### [Aim of the exercise]
Copy out the entries from the line with "I'd like to know where the light switch" to the line with "[454,248,640,338]", substituting "suspended ceiling panel" for "drop ceiling panel" and keeping everything else the same. Leave the pictures out of your answer.

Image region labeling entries
# # # #

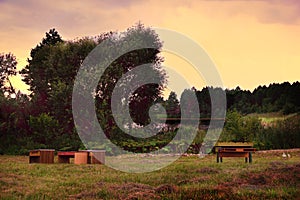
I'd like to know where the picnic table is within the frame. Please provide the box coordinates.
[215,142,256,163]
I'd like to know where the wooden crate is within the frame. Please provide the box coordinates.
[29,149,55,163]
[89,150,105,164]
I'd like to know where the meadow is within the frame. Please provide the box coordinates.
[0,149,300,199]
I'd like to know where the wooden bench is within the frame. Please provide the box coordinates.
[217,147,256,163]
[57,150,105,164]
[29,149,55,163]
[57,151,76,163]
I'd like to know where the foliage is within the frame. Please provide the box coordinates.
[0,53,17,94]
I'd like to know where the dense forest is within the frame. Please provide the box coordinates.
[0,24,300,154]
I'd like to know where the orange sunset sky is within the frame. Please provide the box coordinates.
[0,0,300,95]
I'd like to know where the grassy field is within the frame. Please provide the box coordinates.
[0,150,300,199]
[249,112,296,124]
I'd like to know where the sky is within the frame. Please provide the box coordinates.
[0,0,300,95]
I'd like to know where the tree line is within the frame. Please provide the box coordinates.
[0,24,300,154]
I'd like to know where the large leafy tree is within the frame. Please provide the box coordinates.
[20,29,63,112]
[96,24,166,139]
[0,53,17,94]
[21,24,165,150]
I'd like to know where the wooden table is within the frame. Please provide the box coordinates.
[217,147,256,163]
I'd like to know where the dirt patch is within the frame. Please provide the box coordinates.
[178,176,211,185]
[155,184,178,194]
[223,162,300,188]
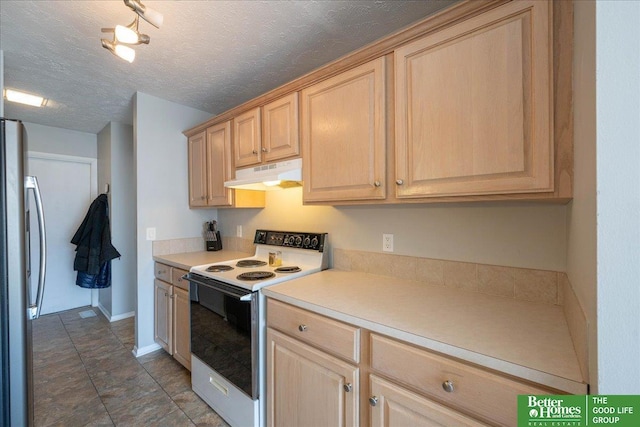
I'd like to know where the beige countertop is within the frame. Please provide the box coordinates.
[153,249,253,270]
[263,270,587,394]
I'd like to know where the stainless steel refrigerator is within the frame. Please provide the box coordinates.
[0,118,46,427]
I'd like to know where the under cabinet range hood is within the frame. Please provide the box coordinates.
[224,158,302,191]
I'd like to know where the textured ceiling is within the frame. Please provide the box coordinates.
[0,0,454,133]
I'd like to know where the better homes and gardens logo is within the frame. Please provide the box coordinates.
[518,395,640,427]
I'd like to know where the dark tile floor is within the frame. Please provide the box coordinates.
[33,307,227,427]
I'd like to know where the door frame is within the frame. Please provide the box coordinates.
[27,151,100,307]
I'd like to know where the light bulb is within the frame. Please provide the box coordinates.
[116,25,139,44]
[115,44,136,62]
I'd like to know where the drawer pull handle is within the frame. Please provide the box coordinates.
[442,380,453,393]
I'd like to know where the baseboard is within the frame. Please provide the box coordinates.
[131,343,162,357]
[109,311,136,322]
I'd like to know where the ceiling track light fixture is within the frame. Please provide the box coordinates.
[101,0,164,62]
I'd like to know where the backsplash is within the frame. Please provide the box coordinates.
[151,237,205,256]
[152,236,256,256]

# # # #

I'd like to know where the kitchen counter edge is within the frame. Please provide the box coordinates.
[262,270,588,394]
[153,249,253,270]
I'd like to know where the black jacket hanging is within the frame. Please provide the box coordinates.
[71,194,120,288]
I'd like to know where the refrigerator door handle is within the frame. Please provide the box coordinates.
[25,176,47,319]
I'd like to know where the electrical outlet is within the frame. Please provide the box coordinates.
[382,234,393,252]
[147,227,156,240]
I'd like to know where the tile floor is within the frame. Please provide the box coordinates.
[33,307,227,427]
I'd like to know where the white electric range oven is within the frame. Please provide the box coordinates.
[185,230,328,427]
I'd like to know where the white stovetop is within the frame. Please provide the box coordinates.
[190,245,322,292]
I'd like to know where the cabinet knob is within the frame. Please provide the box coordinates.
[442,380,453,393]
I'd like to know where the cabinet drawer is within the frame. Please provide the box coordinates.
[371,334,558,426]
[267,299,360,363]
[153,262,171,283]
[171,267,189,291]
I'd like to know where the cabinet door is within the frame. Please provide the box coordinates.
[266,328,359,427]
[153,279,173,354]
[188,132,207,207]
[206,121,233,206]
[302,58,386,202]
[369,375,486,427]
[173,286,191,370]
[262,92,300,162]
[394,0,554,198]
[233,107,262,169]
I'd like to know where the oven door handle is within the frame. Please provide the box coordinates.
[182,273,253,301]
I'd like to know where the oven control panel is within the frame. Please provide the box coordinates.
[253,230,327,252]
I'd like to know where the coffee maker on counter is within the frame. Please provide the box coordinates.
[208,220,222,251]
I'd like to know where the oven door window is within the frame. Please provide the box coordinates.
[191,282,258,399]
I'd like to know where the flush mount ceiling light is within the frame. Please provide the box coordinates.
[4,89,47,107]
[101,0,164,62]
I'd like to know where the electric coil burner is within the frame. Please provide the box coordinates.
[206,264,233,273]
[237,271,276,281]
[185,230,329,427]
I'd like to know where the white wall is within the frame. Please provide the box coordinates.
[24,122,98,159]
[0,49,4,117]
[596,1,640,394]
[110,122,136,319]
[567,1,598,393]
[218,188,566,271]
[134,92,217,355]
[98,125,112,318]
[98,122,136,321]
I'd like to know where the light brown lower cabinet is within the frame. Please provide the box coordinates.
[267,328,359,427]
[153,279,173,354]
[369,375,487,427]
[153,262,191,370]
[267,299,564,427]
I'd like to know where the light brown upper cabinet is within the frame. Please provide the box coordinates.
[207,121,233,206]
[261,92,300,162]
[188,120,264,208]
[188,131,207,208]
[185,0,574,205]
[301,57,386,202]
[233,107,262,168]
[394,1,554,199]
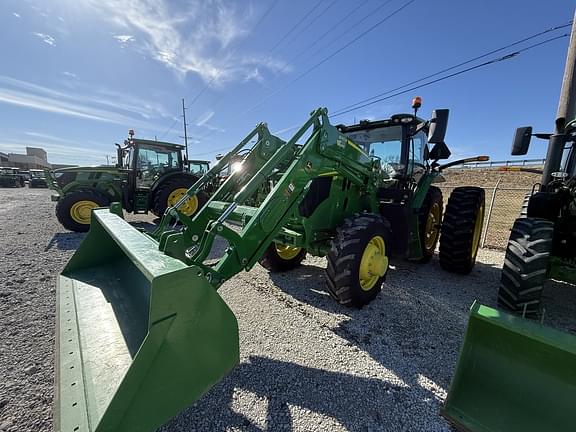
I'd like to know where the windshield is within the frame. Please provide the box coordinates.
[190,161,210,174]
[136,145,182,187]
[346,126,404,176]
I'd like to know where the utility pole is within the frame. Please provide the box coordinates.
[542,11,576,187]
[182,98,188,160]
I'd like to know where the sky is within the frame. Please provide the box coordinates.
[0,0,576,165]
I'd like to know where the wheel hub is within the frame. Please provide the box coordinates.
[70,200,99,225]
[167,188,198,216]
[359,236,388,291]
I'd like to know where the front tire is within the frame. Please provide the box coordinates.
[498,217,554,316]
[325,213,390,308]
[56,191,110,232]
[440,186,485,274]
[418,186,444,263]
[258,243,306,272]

# # # #

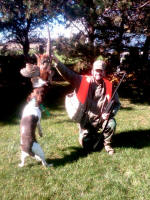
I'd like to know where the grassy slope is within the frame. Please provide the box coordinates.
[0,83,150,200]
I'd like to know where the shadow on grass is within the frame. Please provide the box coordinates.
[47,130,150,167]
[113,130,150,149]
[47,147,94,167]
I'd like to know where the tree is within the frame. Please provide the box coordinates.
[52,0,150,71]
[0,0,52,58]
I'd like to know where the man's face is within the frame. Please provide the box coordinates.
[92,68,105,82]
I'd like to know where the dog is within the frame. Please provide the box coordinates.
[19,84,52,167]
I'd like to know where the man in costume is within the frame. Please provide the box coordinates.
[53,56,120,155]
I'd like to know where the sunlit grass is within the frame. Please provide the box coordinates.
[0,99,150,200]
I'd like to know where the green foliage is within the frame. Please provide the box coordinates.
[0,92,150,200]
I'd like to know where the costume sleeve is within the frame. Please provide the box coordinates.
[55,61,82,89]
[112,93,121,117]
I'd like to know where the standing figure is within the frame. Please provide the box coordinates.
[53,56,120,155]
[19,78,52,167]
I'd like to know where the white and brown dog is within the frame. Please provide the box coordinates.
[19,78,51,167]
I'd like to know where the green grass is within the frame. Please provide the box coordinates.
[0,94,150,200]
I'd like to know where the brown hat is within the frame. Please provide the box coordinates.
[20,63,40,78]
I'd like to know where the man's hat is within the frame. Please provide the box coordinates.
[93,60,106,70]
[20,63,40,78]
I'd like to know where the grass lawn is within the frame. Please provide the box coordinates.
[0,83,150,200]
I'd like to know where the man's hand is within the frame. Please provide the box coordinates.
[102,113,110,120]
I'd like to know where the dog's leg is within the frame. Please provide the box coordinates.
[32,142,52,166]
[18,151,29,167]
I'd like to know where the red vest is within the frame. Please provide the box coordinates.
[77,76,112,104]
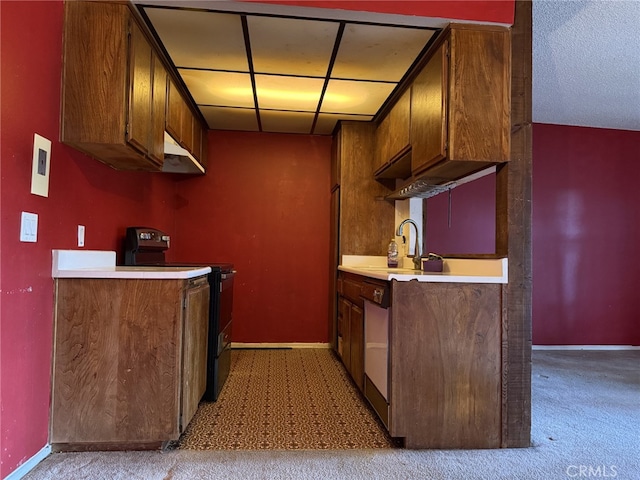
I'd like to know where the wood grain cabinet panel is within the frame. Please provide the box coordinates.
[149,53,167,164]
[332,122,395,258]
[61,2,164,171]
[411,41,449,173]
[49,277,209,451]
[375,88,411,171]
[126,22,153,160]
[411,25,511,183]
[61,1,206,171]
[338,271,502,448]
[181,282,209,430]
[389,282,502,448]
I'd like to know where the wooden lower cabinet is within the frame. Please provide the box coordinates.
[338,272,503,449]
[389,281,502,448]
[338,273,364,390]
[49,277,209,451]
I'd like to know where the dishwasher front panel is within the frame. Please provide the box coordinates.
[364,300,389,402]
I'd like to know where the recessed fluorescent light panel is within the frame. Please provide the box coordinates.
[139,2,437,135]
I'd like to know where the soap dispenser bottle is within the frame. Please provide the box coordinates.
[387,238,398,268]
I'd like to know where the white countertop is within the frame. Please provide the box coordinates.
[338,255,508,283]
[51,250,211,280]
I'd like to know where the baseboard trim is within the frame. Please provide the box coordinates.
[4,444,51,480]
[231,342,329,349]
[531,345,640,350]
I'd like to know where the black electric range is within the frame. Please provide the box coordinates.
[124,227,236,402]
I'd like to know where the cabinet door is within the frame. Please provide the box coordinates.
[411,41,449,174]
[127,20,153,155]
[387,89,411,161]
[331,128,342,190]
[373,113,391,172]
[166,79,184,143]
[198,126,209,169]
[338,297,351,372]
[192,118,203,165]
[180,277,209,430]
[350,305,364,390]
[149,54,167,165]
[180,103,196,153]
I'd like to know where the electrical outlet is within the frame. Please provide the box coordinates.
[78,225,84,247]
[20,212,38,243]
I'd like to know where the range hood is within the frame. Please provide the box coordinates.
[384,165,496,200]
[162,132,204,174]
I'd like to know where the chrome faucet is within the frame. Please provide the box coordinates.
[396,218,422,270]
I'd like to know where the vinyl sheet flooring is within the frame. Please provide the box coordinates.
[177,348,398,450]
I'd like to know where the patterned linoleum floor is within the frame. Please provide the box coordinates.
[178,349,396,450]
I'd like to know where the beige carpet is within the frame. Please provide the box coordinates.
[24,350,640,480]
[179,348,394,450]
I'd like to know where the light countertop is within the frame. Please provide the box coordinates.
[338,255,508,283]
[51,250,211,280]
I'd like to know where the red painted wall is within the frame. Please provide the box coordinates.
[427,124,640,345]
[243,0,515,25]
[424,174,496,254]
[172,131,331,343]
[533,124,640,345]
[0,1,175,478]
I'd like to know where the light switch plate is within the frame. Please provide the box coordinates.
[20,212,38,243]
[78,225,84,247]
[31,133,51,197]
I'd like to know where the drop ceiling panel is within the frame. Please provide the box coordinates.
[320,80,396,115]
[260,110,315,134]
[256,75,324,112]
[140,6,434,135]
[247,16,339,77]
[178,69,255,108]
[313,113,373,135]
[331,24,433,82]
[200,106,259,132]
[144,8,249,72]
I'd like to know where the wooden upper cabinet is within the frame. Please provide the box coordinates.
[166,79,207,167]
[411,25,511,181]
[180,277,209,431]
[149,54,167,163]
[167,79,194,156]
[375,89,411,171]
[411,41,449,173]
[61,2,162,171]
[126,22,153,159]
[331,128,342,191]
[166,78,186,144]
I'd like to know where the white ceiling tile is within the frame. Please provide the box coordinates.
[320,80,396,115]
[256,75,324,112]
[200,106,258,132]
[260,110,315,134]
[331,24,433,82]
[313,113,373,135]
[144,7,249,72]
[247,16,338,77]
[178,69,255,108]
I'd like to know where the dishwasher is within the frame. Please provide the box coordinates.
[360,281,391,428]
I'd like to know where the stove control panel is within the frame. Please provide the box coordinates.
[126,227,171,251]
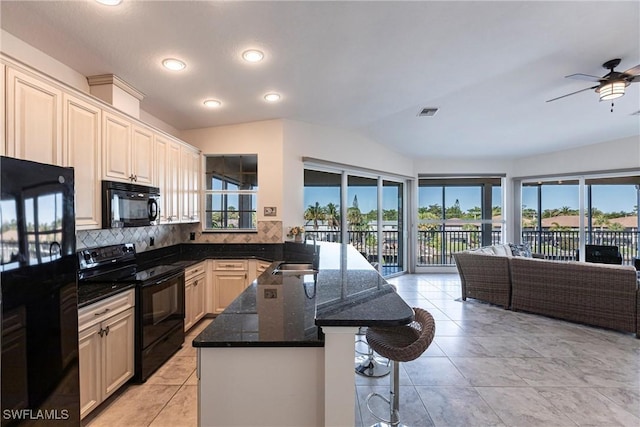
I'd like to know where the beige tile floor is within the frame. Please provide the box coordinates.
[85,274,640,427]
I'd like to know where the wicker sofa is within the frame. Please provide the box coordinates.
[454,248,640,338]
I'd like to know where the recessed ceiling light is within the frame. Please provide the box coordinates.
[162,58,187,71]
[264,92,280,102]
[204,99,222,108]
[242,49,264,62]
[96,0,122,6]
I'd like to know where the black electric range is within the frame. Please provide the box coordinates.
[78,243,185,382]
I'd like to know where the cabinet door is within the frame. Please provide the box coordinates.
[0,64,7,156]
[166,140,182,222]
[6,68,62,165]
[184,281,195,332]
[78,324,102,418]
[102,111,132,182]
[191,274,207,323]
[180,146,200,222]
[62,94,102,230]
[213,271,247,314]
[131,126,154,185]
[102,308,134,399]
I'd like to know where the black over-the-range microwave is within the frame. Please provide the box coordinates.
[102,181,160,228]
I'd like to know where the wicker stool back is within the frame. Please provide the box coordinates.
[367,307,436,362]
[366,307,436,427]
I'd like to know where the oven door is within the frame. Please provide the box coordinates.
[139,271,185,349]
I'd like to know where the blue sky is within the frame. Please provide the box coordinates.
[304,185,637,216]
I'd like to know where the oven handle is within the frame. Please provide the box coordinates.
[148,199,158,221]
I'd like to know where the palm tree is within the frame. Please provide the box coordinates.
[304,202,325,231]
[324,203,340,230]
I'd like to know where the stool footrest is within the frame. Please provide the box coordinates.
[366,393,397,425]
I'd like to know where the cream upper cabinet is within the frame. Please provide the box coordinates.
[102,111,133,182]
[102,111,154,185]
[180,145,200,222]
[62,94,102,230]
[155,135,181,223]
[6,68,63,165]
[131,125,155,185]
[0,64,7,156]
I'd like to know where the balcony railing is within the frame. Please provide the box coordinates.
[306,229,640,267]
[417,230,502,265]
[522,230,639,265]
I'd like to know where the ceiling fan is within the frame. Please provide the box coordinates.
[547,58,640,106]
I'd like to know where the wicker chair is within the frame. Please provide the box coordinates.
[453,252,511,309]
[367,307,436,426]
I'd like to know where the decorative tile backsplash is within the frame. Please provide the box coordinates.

# # # #

### [Reply]
I'd like to know where the light switch plate is within the frame. Please provide the box coordinates.
[20,212,38,243]
[78,225,84,247]
[31,133,51,197]
I'd like to know where the suspended ceiling panel is within the frame. Please provide the box coordinates.
[320,80,396,115]
[260,110,315,134]
[256,75,324,112]
[140,6,434,135]
[247,16,339,77]
[178,69,255,108]
[313,113,373,135]
[331,24,433,82]
[200,106,259,132]
[144,8,249,72]
I'd like to know where the wooden upper cabinet is within the frame. Please provide the box coordinates.
[166,79,207,167]
[411,25,511,181]
[180,277,209,431]
[149,54,167,163]
[167,79,194,156]
[375,89,411,171]
[411,41,449,173]
[61,2,162,171]
[126,22,153,159]
[331,128,342,191]
[166,78,186,144]
I'd like to know where the white ceiling tile is within the frame. Please provide the box coordinates.
[320,80,396,115]
[256,75,324,112]
[200,106,258,132]
[260,110,315,134]
[331,24,433,82]
[313,113,373,135]
[144,7,249,72]
[247,16,338,77]
[178,69,255,108]
I'd like to know where the dishwasher is within the frame. Please provide the box coordinates.
[360,281,391,428]
I'd like to know where the stove control panel is within the frame. Please provide the box coordinates.
[126,227,171,251]
I'd like to know where the beige tile floor is within the frame. Please provide the box coordinates.
[85,274,640,427]
I'd like to know where the wicker sofa is within the frame. Please provide the box coordinates.
[454,248,640,338]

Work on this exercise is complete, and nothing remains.